▶ THE PROBLEM:
Your answer must be a word-for-word copy of the listing, with all pictures excluded.
+++
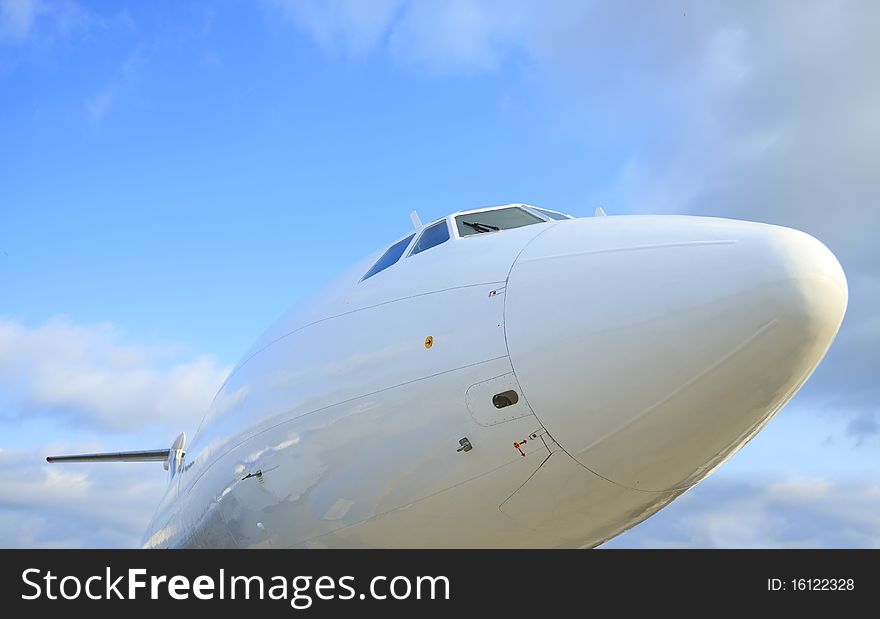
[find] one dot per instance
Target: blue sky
(174, 175)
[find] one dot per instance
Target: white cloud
(77, 505)
(99, 105)
(91, 376)
(354, 26)
(788, 513)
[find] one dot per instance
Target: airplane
(504, 377)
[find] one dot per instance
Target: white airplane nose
(651, 348)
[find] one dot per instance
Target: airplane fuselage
(631, 356)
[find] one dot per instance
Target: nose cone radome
(651, 348)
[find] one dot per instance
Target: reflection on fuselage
(644, 351)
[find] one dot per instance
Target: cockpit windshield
(494, 219)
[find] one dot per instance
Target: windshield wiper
(480, 227)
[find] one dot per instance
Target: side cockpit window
(389, 257)
(434, 235)
(494, 220)
(552, 214)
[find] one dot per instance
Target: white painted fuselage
(644, 351)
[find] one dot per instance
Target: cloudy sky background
(173, 177)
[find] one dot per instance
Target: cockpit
(463, 225)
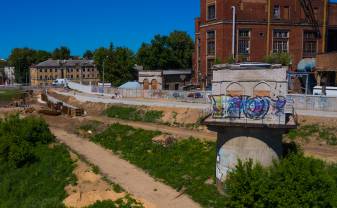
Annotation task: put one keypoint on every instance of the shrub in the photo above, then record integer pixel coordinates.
(295, 181)
(134, 114)
(18, 137)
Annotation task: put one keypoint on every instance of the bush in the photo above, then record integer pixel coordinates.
(185, 165)
(134, 114)
(18, 137)
(126, 202)
(295, 181)
(279, 58)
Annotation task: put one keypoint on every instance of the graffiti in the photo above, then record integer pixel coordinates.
(256, 108)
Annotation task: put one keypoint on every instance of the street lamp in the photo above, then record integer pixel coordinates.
(103, 72)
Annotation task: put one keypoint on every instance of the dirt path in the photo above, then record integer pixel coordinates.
(180, 132)
(133, 179)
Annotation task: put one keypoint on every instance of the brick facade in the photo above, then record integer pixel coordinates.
(46, 72)
(252, 29)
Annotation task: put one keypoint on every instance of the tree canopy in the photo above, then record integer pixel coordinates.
(118, 64)
(164, 52)
(62, 53)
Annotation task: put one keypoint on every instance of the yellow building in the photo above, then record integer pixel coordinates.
(46, 72)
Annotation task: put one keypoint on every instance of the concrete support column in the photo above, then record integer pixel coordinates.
(262, 145)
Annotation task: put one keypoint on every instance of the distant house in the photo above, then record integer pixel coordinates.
(84, 71)
(172, 79)
(9, 75)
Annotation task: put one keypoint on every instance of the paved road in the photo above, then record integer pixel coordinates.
(180, 132)
(84, 97)
(134, 180)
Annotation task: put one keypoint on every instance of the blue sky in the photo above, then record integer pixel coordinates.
(89, 24)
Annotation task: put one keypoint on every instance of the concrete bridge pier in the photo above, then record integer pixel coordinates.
(262, 145)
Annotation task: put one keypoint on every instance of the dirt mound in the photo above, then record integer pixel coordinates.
(164, 140)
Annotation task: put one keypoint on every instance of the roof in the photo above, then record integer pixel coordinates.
(70, 63)
(130, 85)
(177, 71)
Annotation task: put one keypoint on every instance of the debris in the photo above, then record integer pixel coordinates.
(164, 140)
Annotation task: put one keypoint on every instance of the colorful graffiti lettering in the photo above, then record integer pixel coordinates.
(247, 107)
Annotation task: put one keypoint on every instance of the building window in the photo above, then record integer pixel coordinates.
(211, 12)
(277, 12)
(244, 43)
(211, 43)
(286, 13)
(280, 41)
(309, 44)
(210, 64)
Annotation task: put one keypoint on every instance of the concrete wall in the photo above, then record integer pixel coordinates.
(262, 145)
(313, 103)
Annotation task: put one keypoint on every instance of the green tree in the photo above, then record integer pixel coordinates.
(295, 181)
(165, 52)
(62, 53)
(118, 64)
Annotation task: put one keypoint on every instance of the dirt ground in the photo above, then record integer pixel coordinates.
(90, 187)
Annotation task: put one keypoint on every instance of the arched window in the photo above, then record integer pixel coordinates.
(234, 89)
(154, 84)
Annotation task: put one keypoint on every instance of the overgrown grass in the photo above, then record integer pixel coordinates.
(318, 132)
(7, 95)
(126, 202)
(134, 114)
(185, 165)
(31, 173)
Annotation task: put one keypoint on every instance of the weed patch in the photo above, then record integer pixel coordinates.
(134, 114)
(185, 165)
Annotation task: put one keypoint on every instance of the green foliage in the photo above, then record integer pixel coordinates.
(165, 52)
(118, 64)
(279, 58)
(62, 53)
(19, 137)
(41, 182)
(93, 126)
(307, 132)
(231, 60)
(295, 181)
(8, 95)
(185, 165)
(134, 114)
(126, 202)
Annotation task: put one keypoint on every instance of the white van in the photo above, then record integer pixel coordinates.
(330, 91)
(60, 82)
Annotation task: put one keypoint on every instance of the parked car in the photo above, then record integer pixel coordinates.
(329, 91)
(59, 82)
(195, 95)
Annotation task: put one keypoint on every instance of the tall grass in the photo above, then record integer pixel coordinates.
(134, 114)
(186, 165)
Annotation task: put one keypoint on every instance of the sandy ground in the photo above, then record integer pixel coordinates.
(89, 188)
(133, 179)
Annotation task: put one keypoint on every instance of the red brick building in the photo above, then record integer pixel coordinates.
(261, 28)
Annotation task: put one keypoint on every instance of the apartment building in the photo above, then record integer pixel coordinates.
(249, 30)
(46, 72)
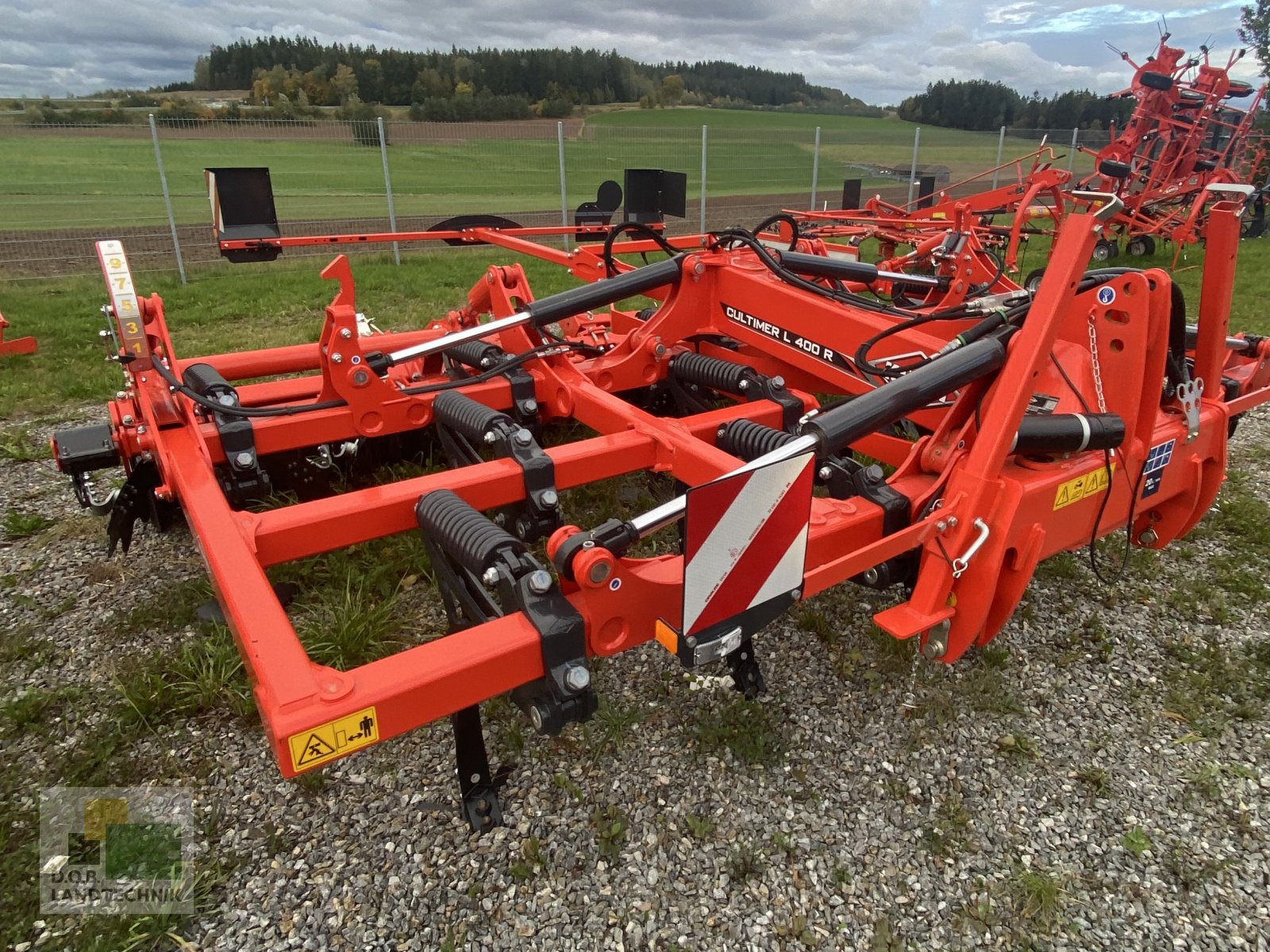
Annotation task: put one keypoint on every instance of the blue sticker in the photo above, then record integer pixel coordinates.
(1153, 470)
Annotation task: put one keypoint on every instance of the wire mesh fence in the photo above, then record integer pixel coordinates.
(70, 186)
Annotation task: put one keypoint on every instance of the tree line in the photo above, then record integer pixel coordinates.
(475, 84)
(982, 106)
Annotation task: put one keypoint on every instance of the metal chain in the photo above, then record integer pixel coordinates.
(1098, 368)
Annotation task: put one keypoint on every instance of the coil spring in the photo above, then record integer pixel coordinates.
(464, 533)
(475, 353)
(711, 372)
(747, 440)
(464, 414)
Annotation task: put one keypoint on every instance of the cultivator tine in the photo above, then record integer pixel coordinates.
(137, 501)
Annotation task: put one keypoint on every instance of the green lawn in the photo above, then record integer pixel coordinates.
(59, 181)
(253, 306)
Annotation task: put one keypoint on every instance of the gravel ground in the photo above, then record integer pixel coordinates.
(1041, 795)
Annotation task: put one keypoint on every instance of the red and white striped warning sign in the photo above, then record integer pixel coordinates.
(745, 541)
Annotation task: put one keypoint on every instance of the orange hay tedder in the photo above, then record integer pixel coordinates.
(1014, 425)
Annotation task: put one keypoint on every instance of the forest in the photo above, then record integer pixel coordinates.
(982, 106)
(467, 84)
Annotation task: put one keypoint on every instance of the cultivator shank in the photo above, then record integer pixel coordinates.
(1013, 427)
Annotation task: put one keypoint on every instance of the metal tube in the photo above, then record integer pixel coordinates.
(387, 188)
(1001, 148)
(459, 336)
(660, 517)
(816, 167)
(912, 171)
(167, 198)
(704, 139)
(564, 194)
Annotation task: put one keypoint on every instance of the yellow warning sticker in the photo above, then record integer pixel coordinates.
(1083, 486)
(318, 746)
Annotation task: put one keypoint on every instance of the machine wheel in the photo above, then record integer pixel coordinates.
(1105, 251)
(1114, 169)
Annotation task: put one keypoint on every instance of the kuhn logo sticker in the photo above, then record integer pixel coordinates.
(1153, 470)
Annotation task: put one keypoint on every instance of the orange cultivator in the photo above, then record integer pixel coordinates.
(22, 346)
(1014, 425)
(1185, 148)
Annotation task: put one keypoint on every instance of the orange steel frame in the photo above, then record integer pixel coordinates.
(965, 461)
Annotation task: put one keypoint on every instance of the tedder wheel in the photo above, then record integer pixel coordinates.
+++
▶ TASK RESULT:
[find] one dot per instance
Target: blue sky
(174, 175)
[find] one dot per instance
Target: white cloud
(77, 505)
(99, 105)
(91, 376)
(354, 26)
(788, 513)
[find] one dot per instance
Target: airplane
(504, 377)
[find] one dot per instance
Target: white airplane nose
(651, 348)
[find] one dot per instance
Target: airplane fuselage
(631, 356)
[find] one dot per instance
Target: nose cone radome
(651, 348)
[find] one dot per instance
Target: reflection on fuselage
(644, 351)
[find] one dot per instance
Target: cockpit windshield
(494, 219)
[find] one dot per instance
Target: windshield wiper
(480, 227)
[find] one dot per instance
Target: side cockpit window
(389, 257)
(434, 235)
(494, 220)
(552, 214)
[find] one dot per instance
Target: white painted fuselage
(644, 351)
[find] one dot per instance
Target: cloudy sky background
(173, 177)
[find] one dot per instance
Target: cockpit
(463, 225)
Annotation task: put one keypoint on every instance of the shrub in the photo above, then record integer pixel coordinates.
(295, 181)
(134, 114)
(18, 137)
Annotation task: put one keypoint on every instance of the bush in the photo above, then record integer pixel coordinates.
(185, 165)
(134, 114)
(18, 137)
(126, 202)
(295, 181)
(279, 58)
Annotation task: put one keypoint on every instance of the graffiti in the photo above, then record integer pixel coordinates.
(256, 108)
Annotation task: put one keypoint on every instance of the street lamp in the photo above, then record integer pixel coordinates.
(103, 72)
Annotation task: put one keypoint on every instance of the dirt path in the photo above, then record integer pixel coordinates.
(180, 132)
(133, 179)
Annotation task: put one keypoint on every instance of the brick facade in the photo above, then record integer pixel coordinates.
(46, 72)
(252, 29)
Annotation task: put one keypoint on every instance of the tree canopy in the photo above, then record integer pixel coordinates.
(118, 64)
(164, 52)
(62, 53)
Annotation task: put one keypoint on every instance of the yellow building in the photo above, then record integer pixel coordinates.
(46, 72)
Annotation task: put one keypoint on every instance of the concrete support column in the photo above, then record integer pixel coordinates.
(262, 145)
Annotation task: put one keypoint on every instance of the distant house in the photo above, then record integer pixel coordinates.
(84, 71)
(172, 79)
(9, 75)
Annotation task: put one keypoint on every instance of the paved road in the photo above, then record integer pixel coordinates.
(180, 132)
(84, 97)
(134, 180)
Annotation task: put one keypoint on every instance of the blue sky in the photo above, then record integer pixel coordinates.
(89, 24)
Annotation task: put one keypoint on every instance of the concrete bridge pier in the photo above, then record integer pixel coordinates.
(262, 145)
Annotation task: put one keypoint on every instance of the dirt mound in the photo above, then record integer pixel coordinates.
(164, 140)
Annotation task: put one keypoint on every instance of the roof in the photo above, then record integer pixel coordinates.
(70, 63)
(130, 85)
(177, 71)
Annotation task: put one keypoint on every instance of the debris in the photo above, then record integer pixel coordinates.
(164, 140)
Annotation task: put one keypoint on every instance of the colorful graffiti lettering in the photo above, then record integer pixel coordinates.
(247, 107)
Annotation task: put one keypoint on every instance of the building window in the photo above, then record integer pixel coordinates.
(211, 12)
(277, 12)
(244, 43)
(211, 43)
(286, 13)
(280, 41)
(309, 44)
(210, 64)
Annotation task: put one keypoint on every instance of the concrete wall in the photo above, then record integer pixel coordinates.
(262, 145)
(313, 103)
Annotation task: put one keypoint on every instance of the green tree in the photo above, then record integer pixel coordinates.
(295, 181)
(165, 52)
(62, 53)
(118, 64)
Annotation task: put one keypoint on every instance of the dirt ground in the photo above, then record integer pixel coordinates.
(90, 187)
Annotation task: put one keypoint on every instance of the arched window in the photo above, then record integer pixel coordinates.
(234, 89)
(154, 84)
Annotation task: put one keypoint on every instance of the overgrown grass in the photo above, then record integer pixel coordinates.
(318, 132)
(7, 95)
(126, 202)
(134, 114)
(185, 165)
(31, 173)
Annotation task: put one keypoint on every instance of the weed patch in the photo above, then record integer pixel coordinates.
(134, 114)
(185, 165)
Annotation task: put one keypoint on every instance of the green foliage in the photo above, then record integer pixel coordinates.
(165, 52)
(118, 64)
(279, 58)
(62, 53)
(19, 137)
(41, 182)
(93, 126)
(307, 132)
(231, 60)
(295, 181)
(8, 95)
(185, 165)
(134, 114)
(126, 202)
Annotation task: put one keypoint on every instance of the white van in the photo above, then record integer pixel coordinates.
(330, 91)
(60, 82)
Annotation task: put one keypoint on every instance of the parked car in the photo above, then record integer pixel coordinates.
(329, 91)
(59, 82)
(195, 95)
Annotation task: put one keypoint on every instance of the tall grass in the photo above, then record integer pixel coordinates.
(134, 114)
(186, 165)
Annotation task: put one keypoint on every instance of the sandy ground in the photo above, then record integer pixel coordinates.
(89, 188)
(133, 179)
Annotation task: put one keypoint on every instance of the red brick building in the photo above, then record integer pixel coordinates.
(261, 28)
Annotation task: put one keypoint on every instance of the apartment building in the photo above, then record integer pixel coordinates.
(249, 30)
(46, 72)
Annotation task: put one keypoint on every instance of the blue sticker in the photo above, then record integer pixel coordinates.
(1153, 470)
Annotation task: put one keypoint on every instance of the wire mesh fence in the photo above, then record integer pixel coordinates.
(70, 186)
Annotation task: put one keypoint on every instance of the tree line in the photo above, then record integer pixel coordinates.
(475, 84)
(982, 106)
Annotation task: put one keypoint on every instance of the metal chain in the photo above, then record integer pixel coordinates.
(1098, 368)
Annotation task: put one keypoint on every instance of the coil spring in the photo above, then record integer pixel coordinates.
(464, 533)
(475, 353)
(711, 372)
(747, 440)
(464, 414)
Annotation task: put one keypoint on every instance of the cultivator tine in the photo above, then record integer pixel coordinates.
(137, 501)
Annotation task: put one keypoint on every instance of the green lawn in the photo above, then record integer pixel coordinates.
(59, 181)
(253, 306)
Annotation task: put one keypoint on every instance of the gravel ground in the photo above, then record integer pixel coordinates.
(1041, 795)
Annotation task: put one keypoint on every instance of the red and white striped warning sign in the photo above, then record integer pixel coordinates.
(745, 541)
Annotation task: put one keypoint on every instance of the orange hay tedder in the photo above, then record integer pixel coordinates.
(1014, 425)
Annotation task: put one keypoint on every instance of the forest in the photo above, then record integer pixel coordinates.
(982, 106)
(467, 84)
Annotation task: put one keypoint on every instance of the cultivator shank in the photo above, then record integer pixel coordinates.
(1013, 427)
Annotation task: put one keypoint on every instance of the metal tube in the photo above, then record integer pixel coordinates.
(387, 188)
(1001, 148)
(459, 336)
(660, 517)
(816, 167)
(912, 171)
(167, 198)
(704, 139)
(564, 194)
Annotation task: put one keypoint on every instance of the yellow warning sticker in the photo above, then record integer pixel coordinates.
(1083, 486)
(318, 746)
Annotation task: put one keypoint on every instance of the machine wheel in the photo above, then record integer pixel coordinates.
(1105, 251)
(1114, 169)
Annotation task: put one keypoint on every instance of the kuhn logo sticker in the photo above, then record integer pixel coordinates.
(1153, 470)
Annotation task: put one keypoint on every instance of the orange cultivator in the photo above, then record integer pixel coordinates.
(22, 346)
(1014, 425)
(1185, 148)
Annotation task: put one keypoint on every instance of the orange steel frame in the photo above, then record integer pixel coordinates.
(965, 461)
Annotation task: put one keypoint on every instance of the tedder wheel in the photo above, then record integer pixel coordinates.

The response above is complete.